Task description: What are the lines, written out exactly, from the one containing "silver bow ornament" to the end of the entries below? Include both ends and nothing more.

(Saved data entries)
--------

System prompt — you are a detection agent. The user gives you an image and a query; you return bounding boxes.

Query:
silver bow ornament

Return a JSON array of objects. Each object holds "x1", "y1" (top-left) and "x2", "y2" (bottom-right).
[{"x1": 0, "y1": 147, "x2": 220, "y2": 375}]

--------

Exercise answer:
silver bow ornament

Return a JSON array of objects. Each object holds "x1", "y1" (top-left) and "x2", "y2" (bottom-right).
[{"x1": 0, "y1": 147, "x2": 220, "y2": 375}]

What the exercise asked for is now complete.